(Text provided):
————————

Gusts of 100 mph in Lake County, Indiana, 90 mph near Wabash & 92 mph in northern Kankakee County, Illinois, this derecho brought widespread wind damage to the northern 3/4 of the viewing area. 1 mile southwest of Wolcott, winds were sustained +45 mph with gusts to 65 mph for +15 minutes as swath of 50-80 mph gusts raced through. A hog barn was partially destroyed near Chili (Miami County) with a nearby home seeing part of the roof blown off. One large tree fell on a house northeast of Athens (Fulton County). Much of the damage was to trees & powerlines with many roads made impassable. A long stretch of power poles & lines fell between County Roads 500 & 600 North south of Macy (Miami County). Overall, wind damage was reported in Newton, Jasper, Pulaski, Fulton, White, Carroll, Clinton, Cass, Miami & Howard counties.
Damaging winds & some brief tornadoes continued across Ohio to West Virginia, Maryland & even just west & south of D.C.
3 people were injured in this event, but there were thankfully no deaths.
5. June 22-23, 2016
Nocturnal Single Bow Progressive Derecho
Max Gust In Our Viewing Area: M100 mph 4 Miles Northwest of Battle Ground....E100 mph Brookston area
Track length: Approximately 692 miles
Maximum width: Approximately 195 miles
After beginning as a massive supercell with numerous tornadoes in Illinois (began like the 2004 derecho with F4 in Woodford County, Illinois) this derecho produced winds up to 100 mph in southern White & northern Tippecanoe counties with gusts to near 90 in southeastern Tippecanoe County. Damage was extensive to crops, trees & farmsteads with widespread, long-lasting power outages. Brookston area was particularly hard hit with 300 trees lost in the town. The Wolcott area was also hard hit & even areas to western Tippecanoe County saw winds gusting to 70 mph.
In typical derecho fashion, winds continued to gust +75 mph southeastward with gusts of 80 mph from an ODOT station near Wilmington, Ohio & in Nicholas County, West Virginia. Gust up to 110 mph occurred near Stinson, in Calhoun County, West Virginia. A few brief tornadoes also occurred from eastern Indiana through Ohio to West Virginia.
As with several derechos in our viewing area's weather history, this was a night-time event & much of the tornadic activity occurred early in the evolution of the event as supercells in Illinois merged. In total 24 tornadoes occurred, most of them EF0-EF1. However, one of the EF2s occurred in Huntington County, Indiana.
6 people were injured in this derecho, but thankfully, no one was killed.

————————

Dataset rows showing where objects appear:

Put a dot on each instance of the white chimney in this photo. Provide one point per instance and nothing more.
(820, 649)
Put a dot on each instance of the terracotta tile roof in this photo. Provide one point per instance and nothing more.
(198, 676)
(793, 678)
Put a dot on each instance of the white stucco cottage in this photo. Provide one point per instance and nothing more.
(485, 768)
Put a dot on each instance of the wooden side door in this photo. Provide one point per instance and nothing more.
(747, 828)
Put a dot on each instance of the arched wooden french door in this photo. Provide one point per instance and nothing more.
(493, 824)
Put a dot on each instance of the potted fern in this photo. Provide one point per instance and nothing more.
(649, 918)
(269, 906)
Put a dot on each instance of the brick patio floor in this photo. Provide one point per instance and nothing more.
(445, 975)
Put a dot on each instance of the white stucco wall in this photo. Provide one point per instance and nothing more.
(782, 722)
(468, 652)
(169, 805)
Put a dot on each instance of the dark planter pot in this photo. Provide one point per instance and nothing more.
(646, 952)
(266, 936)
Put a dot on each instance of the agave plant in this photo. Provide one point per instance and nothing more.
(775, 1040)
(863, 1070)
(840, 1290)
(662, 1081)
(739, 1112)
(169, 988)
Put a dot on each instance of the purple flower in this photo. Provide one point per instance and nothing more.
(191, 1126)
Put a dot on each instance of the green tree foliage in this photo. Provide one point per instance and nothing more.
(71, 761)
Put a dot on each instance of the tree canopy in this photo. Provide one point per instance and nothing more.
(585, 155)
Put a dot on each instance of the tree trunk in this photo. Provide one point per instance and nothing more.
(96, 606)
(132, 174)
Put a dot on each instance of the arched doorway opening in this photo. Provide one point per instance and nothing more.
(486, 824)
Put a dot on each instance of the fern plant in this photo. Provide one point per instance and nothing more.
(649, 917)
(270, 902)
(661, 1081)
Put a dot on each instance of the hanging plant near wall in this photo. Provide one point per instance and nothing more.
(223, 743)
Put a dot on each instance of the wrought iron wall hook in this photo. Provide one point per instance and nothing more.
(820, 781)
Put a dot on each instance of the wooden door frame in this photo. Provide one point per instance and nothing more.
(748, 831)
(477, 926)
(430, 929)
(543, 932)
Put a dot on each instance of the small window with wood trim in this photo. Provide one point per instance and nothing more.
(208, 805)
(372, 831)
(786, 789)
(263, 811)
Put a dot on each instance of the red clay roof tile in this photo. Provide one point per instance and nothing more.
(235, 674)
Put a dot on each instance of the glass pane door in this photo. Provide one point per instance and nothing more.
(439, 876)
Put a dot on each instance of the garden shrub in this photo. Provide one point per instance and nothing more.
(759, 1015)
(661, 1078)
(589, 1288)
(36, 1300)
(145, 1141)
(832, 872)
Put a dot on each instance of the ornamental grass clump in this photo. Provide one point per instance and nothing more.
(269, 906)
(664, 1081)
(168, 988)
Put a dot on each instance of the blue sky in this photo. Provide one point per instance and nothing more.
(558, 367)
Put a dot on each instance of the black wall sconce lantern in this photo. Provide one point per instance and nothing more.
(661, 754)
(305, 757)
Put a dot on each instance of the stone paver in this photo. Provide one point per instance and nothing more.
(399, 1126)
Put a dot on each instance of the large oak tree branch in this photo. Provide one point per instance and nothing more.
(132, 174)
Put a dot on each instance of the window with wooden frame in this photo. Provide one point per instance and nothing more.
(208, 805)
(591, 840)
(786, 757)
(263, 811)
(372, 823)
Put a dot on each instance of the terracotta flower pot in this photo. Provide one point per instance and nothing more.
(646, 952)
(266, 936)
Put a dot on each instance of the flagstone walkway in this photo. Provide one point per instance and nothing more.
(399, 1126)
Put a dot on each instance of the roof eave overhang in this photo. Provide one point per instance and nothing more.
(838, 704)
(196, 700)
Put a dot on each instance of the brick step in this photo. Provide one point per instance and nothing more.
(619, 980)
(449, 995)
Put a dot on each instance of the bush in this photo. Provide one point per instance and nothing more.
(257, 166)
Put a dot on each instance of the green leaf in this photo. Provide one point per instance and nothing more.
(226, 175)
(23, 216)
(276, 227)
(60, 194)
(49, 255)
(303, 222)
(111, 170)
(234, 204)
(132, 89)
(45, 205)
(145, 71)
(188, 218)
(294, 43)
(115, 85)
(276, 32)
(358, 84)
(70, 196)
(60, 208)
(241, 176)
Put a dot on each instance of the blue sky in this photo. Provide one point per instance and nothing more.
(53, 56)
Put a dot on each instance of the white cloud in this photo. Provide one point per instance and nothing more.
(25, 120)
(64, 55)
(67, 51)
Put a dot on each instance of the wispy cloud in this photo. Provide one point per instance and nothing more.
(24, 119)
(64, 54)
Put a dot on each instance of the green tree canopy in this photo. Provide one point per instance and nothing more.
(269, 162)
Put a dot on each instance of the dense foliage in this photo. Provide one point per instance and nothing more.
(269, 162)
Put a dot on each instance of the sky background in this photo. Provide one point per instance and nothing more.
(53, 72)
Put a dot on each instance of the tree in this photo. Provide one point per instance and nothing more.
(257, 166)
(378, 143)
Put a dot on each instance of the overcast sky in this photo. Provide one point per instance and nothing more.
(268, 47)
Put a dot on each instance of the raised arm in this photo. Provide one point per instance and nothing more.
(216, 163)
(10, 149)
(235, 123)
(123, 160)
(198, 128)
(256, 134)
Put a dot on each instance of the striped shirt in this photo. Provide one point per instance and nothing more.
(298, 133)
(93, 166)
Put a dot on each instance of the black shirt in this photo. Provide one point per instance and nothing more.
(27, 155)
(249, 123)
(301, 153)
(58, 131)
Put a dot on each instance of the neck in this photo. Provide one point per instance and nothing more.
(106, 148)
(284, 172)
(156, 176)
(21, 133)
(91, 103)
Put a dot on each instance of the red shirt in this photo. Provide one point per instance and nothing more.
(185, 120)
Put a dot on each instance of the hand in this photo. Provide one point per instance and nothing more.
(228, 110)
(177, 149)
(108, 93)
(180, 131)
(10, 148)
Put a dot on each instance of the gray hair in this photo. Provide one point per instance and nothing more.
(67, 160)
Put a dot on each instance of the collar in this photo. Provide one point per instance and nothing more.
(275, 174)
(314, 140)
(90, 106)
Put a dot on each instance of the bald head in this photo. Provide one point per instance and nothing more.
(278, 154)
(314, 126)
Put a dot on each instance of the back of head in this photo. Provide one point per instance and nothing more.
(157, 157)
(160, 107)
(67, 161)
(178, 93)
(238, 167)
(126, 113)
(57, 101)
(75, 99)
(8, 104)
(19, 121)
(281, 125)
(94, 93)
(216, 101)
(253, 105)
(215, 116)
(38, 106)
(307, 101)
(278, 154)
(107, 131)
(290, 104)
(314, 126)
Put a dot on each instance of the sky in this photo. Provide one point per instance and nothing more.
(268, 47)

————————

(Do this):
Translate this sentence from the derecho text into Spanish: "3 people were injured in this event, but there were thankfully no deaths."

(Result of the task):
3 personas resultaron heridas en este evento, pero afortunadamente no hubo muertes.